Provided text →
__________

The command accepts a mixture of command line flags and
kubeadm configuration options.
The generated kubeconfig will be written to stdout and can be piped to a file using
kubeadm kubeconfig user ... > somefile.conf
.
Example configuration file that can be used with --config
:
# example.yaml
apiVersion: kubeadm.k8s.io/v1beta4
kind: ClusterConfiguration
# Will be used as the target "cluster" in the kubeconfig
clusterName: "kubernetes"
# Will be used as the "server" (IP or DNS name) of this cluster in the kubeconfig
controlPlaneEndpoint: "some-dns-address:6443"
# The cluster CA key and certificate will be loaded from this local directory
certificatesDir: "/etc/kubernetes/pki"
Make sure that these settings match the desired target cluster settings. To see the settings of an existing cluster use:
kubectl get cm kubeadm-config -n kube-system -o=jsonpath="{.data.ClusterConfiguration}"
The following example will generate a kubeconfig file with credentials valid for 24 hours
for a new user johndoe
that is part of the appdevs
group:
kubeadm kubeconfig user --config example.yaml --org appdevs --client-name johndoe --validity-period 24h
The following example will generate a kubeconfig file with administrator credentials valid for 1 week:
kubeadm kubeconfig user --config example.yaml --client-name admin --validity-period 168h
You can create certificate signing requests with kubeadm certs generate-csr
.
Calling this command will generate .csr
/ .key
file pairs for regular
certificates. For certificates embedded in kubeconfig files, the command will
generate a .csr
/ .conf
pair where the key is already embedded in the .conf
file.
A CSR file contains all relevant information for a CA to sign a certificate. kubeadm uses a well defined specification for all its certificates and CSRs.
The default certificate directory is /etc/kubernetes/pki
, while the default
directory for kubeconfig files is /etc/kubernetes
. These defaults can be
overridden with the flags --cert-dir
and --kubeconfig-dir
, respectively.
To pass custom options to kubeadm certs generate-csr
use the --config
flag,
which accepts a kubeadm configuration
file, similarly to commands such as kubeadm init
. Any specification such
as extra SANs and custom IP addresses must be stored in the same configuration
file and used for all relevant kubeadm commands by passing it as --config
.

__________

Actions to take →
1 - Using the kubeadm excerpt, decide whether each statement agrees with it, answering yes or no and quoting the words that settle it: (a) the generated kubeconfig is written to stdout; (b) the default directory for kubeconfig files is /etc/kubernetes/pki; (c) the administrator example produces credentials valid for 24 hours.
2 - Continue the kubeadm excerpt from its final sentence.
The collection entries that follow are separate material and have no connection to the kubeadm excerpt.

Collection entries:
__________

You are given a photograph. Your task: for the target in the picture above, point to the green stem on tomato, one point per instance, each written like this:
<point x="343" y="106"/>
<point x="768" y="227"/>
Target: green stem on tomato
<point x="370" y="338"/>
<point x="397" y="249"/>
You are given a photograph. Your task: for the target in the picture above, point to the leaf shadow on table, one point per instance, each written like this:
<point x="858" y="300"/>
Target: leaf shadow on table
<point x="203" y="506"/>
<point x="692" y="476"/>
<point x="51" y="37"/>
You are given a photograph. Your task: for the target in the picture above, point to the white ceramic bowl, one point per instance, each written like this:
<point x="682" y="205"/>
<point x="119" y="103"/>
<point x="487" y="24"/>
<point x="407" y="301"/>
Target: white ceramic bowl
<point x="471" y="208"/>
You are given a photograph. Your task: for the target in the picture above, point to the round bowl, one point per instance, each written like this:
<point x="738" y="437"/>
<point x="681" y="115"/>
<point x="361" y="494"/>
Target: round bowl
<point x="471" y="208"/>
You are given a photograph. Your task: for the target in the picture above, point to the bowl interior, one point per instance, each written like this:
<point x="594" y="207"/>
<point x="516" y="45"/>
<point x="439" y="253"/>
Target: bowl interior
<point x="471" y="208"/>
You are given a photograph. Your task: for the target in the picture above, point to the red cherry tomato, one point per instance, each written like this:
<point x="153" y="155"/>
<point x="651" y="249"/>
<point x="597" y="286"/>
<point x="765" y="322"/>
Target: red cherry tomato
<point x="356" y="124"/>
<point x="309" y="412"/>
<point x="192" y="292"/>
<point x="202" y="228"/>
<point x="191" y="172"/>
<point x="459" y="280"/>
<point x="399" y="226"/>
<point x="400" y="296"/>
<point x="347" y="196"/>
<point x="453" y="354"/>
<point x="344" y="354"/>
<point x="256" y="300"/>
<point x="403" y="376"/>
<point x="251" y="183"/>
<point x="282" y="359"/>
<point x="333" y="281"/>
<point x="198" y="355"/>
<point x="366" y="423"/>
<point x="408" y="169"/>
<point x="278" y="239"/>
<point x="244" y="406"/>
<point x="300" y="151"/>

__________

Per-task answers →
1 -
(a) Yes: "The generated kubeconfig will be written to stdout"
(b) No: "directory for kubeconfig files is /etc/kubernetes"
(c) No: "administrator credentials valid for 1 week"

2 -
This guide uses the default Kubernetes directory /etc/kubernetes
, which requires
a super user. If you are following this guide and are using directories that you can
write to (typically, this means running kubeadm
with --cert-dir
and --kubeconfig-dir
)
then you can omit the sudo
command).
You must then copy the files that you produced over to within the /etc/kubernetes
directory so that kubeadm init
or kubeadm join
will find them.
On the primary control plane node, where kubeadm init
will be executed, call the following
commands:
sudo kubeadm init phase certs ca
sudo kubeadm init phase certs etcd-ca
sudo kubeadm init phase certs front-proxy-ca
sudo kubeadm init phase certs sa
This will populate the folders /etc/kubernetes/pki
and /etc/kubernetes/pki/etcd
with all self-signed CA files (certificates and keys) and service account (public and
private keys) that kubeadm needs for a control plane node.
If you are using an external CA, you must generate the same files out of band and manually
copy them to the primary control plane node in /etc/kubernetes
.
Once all CSRs are signed, you can delete the root CA key (ca.key
) as noted in the
External CA mode section.
For secondary control plane nodes (kubeadm join --control-plane
) there is no need to call
the above commands. Depending on how you setup the
High Availability
cluster, you either have to manually copy the same files from the primary
control plane node, or use the automated --upload-certs
functionality of kubeadm init
.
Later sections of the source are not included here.